■ PROBLEMA ASSEGNATO A
Per favore, trasforma in un elenco JSON di stringhe le righe dei record, una stringa per riga e senza righe vuote, partendo dalla riga che contiene "Can you spot the horseback" e proseguendo fino alla riga che contiene "[[746, 324]]", entrambe incluse. Lascia fuori le immagini.

┄┄┄┄┄┄┄┄┄┄┄┄┄┄┄┄┄┄┄┄

Roma, 15 ott – Hanno fatto molto scalpore le dichiarazioni che oggi il premier Giorgia Meloni ha rilasciato al Senato riguardo l’invio di armi ad Israele. La leader di FdI ha affermato che “dopo l’avvio delle operazioni a Gaza il governo ha sospeso immediatamente ogni nuova licenza di esportazione” e che “tutti gli accordi firmati dopo il 7 ottobre non hanno trovato applicazione“. Il problema però sono quelli precedenti al 7 ottobre.
Stop alle armi ad Israele: vediamoci chiaro
“Le licenze autorizzate prima sono tutte analizzate caso per caso dall’autorità competente alla Farnesina“. Lo ha detto sempre il presidente del Consiglio Giorgia Meloni in sede di replica nel dibattito sulle comunicazioni al Senato in vista del Consiglio europeo: “Voglio ricordare che la posizione italiana del blocco completo di tutte le nuove licenze è molto più restrittiva di quella applicata dai nostri partner, Francia, Germania Regno Unito: questi partner continuano a operare anche per le nuove licenze una valutazione caso per caso, noi abbiamo bloccato tutto“. Il governo quindi sembra volersi allineare a Spagna e Francia nello stop di invio di armi all’Idf, ma le ombre lasciate sulle “commesse” precedenti al 7 ottobre sono molteplici. Sono di maggio infatti alcune inchieste proprio sull’export di armi dell’Italia: dati inediti dell’Agenzia delle dogane e dei monopoli ottenuti da Altreconomia attestano che solo nei mesi di dicembre 2023 e gennaio 2024 l’Italia ha esportato in Israele armi e munizioni da guerra, non per uso civile, per oltre due milioni di euro. Impressiona il valore dell’export della categoria “Bombe, granate, siluri, mine, missili, cartucce ed altre munizioni e proiettili, e loro parti” relativo ai mesi di dicembre 2023 e gennaio 2024, cioè nel pieno dell’attacco militare di Israele a danno della popolazione civile della Striscia di Gaza e dell’assunzione di misure cautelari da parte della Corte internazionale di giustizia dell’Aia per “plausibili” atti di genocidio commessi da Tel Aviv: 730.869,5 euro a dicembre dello scorso anno, quasi raddoppiati a 1.352.675 euro a gennaio 2024. Insomma, che l’Italia fosse il terzo fornitore di armi allo Stato Ebraico non è un mistero: rischia però di risultare un bluff quello di stamattina, se non si fa chiarezza sulle commesse precedenti al 7 ottobre, commesse che possono durare anche anni e che hanno certamente fornito armi ad Israele nei momenti più “infami” e critici della sua rappresaglia sulla striscia di Gaza. Il ministro della Difesa Guido Crosetto infatti dopo aver inizialmente sostenuto che le “vendite armi ad Israele” fossero state “sospese dopo il 7 ottobre”, ha dovuto ammettere in Senato che le “licenze di esportazione verso Israele autorizzate prima del 7 ottobre erano già state in gran parte utilizzate, mentre su quelle non ancora utilizzate, cioè quelle già autorizzate prima, l’Unità per le autorizzazioni dei materiali di armamento (Uama) ha fatto una valutazione caso per caso”.

┄┄┄┄┄┄┄┄┄┄┄┄┄┄┄┄┄┄┄┄

■ PROBLEMA ASSEGNATO B
Elenca tutti gli Stati nominati con il loro nome nell'estratto da leggere.

■ Dati di origine
┄┄┄┄┄┄┄┄┄┄┄┄┄┄┄┄┄┄┄┄

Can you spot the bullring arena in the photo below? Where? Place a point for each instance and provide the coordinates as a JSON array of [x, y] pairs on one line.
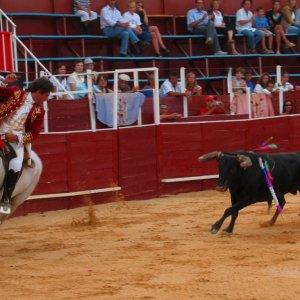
[[152, 249], [125, 212]]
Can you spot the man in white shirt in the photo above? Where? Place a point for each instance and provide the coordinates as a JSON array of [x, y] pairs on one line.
[[243, 25], [199, 22], [113, 25], [171, 87]]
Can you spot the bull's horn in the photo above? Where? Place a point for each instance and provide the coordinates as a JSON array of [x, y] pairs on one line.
[[209, 156], [245, 161]]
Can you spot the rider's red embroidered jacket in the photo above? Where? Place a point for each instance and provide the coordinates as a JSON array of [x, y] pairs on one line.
[[11, 98]]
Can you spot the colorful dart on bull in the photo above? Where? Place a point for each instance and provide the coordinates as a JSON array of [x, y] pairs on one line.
[[270, 186]]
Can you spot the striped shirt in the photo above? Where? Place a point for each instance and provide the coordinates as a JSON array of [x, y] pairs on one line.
[[84, 4]]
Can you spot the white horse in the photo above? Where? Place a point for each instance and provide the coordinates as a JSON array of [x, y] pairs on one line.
[[25, 185]]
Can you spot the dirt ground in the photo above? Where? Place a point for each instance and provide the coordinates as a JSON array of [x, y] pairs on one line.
[[154, 249]]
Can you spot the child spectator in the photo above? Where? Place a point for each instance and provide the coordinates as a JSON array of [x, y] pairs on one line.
[[248, 79], [238, 83], [134, 21], [261, 23], [82, 8], [213, 107], [165, 115]]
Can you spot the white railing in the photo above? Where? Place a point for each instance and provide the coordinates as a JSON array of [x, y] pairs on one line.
[[90, 93]]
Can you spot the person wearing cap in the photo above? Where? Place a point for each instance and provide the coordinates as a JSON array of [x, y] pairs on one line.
[[123, 84], [200, 22], [82, 8], [171, 87], [113, 26], [213, 107]]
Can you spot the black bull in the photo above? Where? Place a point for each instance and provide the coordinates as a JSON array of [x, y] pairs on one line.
[[241, 173]]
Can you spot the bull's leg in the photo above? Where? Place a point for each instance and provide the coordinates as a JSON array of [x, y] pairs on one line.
[[230, 227], [273, 220], [228, 212]]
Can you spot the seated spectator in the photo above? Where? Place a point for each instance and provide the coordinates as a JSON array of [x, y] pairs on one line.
[[123, 84], [213, 107], [244, 19], [274, 19], [262, 82], [134, 21], [60, 83], [171, 87], [82, 8], [238, 83], [77, 81], [288, 107], [165, 115], [288, 20], [157, 41], [199, 22], [261, 23], [102, 82], [191, 84], [248, 80], [221, 26], [285, 85], [113, 26]]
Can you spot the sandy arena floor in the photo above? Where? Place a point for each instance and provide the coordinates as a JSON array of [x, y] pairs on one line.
[[155, 249]]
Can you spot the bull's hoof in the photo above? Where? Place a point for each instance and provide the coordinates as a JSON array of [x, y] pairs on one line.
[[267, 224], [227, 231], [214, 230]]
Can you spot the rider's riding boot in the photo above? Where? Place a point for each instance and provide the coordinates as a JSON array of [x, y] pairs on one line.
[[11, 181]]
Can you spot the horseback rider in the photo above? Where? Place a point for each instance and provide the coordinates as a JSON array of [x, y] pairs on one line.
[[22, 116]]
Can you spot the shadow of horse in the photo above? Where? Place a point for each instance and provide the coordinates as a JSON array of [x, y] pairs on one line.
[[25, 185]]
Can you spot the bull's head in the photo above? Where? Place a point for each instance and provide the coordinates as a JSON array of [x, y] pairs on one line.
[[229, 165]]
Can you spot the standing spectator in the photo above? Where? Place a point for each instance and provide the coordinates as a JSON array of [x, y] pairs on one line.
[[238, 83], [191, 84], [285, 85], [221, 26], [213, 107], [274, 16], [248, 80], [134, 21], [77, 81], [154, 31], [199, 22], [166, 115], [244, 19], [60, 83], [261, 23], [113, 26], [288, 107], [102, 82], [171, 87], [262, 83], [123, 84], [82, 8], [288, 20]]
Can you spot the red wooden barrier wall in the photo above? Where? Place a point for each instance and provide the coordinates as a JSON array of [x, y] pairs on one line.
[[138, 158]]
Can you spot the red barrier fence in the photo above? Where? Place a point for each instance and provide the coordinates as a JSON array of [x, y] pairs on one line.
[[138, 158], [6, 59]]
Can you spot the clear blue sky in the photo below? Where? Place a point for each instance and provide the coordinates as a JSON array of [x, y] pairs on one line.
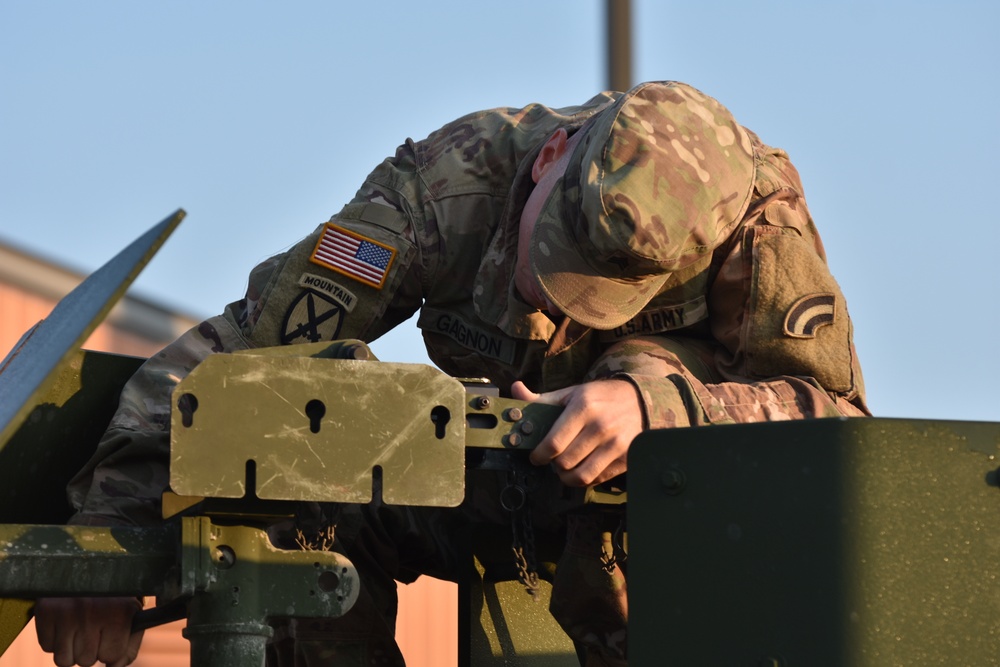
[[261, 119]]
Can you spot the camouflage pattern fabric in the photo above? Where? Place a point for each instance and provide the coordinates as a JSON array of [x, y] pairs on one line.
[[746, 324]]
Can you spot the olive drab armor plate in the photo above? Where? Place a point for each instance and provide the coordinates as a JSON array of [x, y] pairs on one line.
[[32, 365], [56, 399], [860, 542], [315, 428]]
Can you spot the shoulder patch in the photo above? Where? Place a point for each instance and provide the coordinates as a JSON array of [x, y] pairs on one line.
[[810, 313], [353, 255], [310, 318], [335, 291]]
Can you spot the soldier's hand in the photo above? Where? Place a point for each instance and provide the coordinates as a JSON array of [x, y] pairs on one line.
[[81, 631], [589, 441]]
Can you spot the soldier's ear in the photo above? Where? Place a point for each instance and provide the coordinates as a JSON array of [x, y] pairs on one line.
[[554, 148]]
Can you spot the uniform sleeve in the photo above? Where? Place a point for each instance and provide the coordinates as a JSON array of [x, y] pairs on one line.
[[356, 276], [680, 399], [779, 339]]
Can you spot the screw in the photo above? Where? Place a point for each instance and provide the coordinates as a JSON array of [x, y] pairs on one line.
[[673, 481], [224, 557]]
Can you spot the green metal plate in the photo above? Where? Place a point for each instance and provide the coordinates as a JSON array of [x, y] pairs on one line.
[[822, 542], [316, 428]]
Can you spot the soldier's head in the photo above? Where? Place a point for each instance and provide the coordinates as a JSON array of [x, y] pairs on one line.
[[646, 187]]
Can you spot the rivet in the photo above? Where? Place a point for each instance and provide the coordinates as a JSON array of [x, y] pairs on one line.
[[673, 481]]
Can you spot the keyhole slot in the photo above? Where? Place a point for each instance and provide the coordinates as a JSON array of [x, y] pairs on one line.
[[187, 404], [315, 409], [440, 416]]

┄┄┄┄┄┄┄┄┄┄┄┄┄┄┄┄┄┄┄┄

■ RISULTATO DEL COMPITO A
[
  "Can you spot the horseback rider in the photo above? Where? Place a point for each instance and provide the coordinates as a JSON array of [x, y] pairs on one line.",
  "[[22, 116]]",
  "Can you spot the shadow of horse in the photo above? Where? Place a point for each instance and provide the coordinates as a JSON array of [x, y] pairs on one line.",
  "[[25, 185]]",
  "Can you spot the bull's head in the photo above? Where? Place a point for each instance and provide the coordinates as a JSON array of [x, y] pairs on one line.",
  "[[229, 165]]",
  "Can you spot the standing spectator in the photo above? Where? Place a point for each instance and provide the coordinates as a JSON array of [x, y] pairs on one line.",
  "[[238, 83], [191, 84], [285, 85], [221, 26], [213, 107], [274, 16], [248, 80], [134, 21], [77, 81], [154, 31], [199, 22], [166, 115], [244, 19], [60, 83], [261, 23], [113, 26], [288, 107], [102, 82], [171, 87], [262, 83], [123, 84], [82, 8], [288, 20]]",
  "Can you spot the red wooden barrier wall in the photo above? Where? Place a point for each instance and provide the coordinates as a JSON array of [x, y] pairs on one line.",
  "[[138, 158]]",
  "Can you spot the red barrier fence in the photo above? Where? Place a point for each instance and provide the coordinates as a JSON array of [x, y] pairs on one line.",
  "[[138, 158], [6, 59]]",
  "Can you spot the clear blue sky in the photo below? Where? Place a point for each instance and provide the coordinates as a JSON array of [x, y] pairs on one line.",
  "[[261, 119]]",
  "Can you spot the camouflage pattern fabric in the photo above? Where? Place a point for each instance and provide the coordinates as a JSON array of [x, y] pairs on one line.",
  "[[746, 324]]"
]

■ RISULTATO DEL COMPITO B
- Israele
- Italia
- Francia
- Germania
- Regno Unito
- Spagna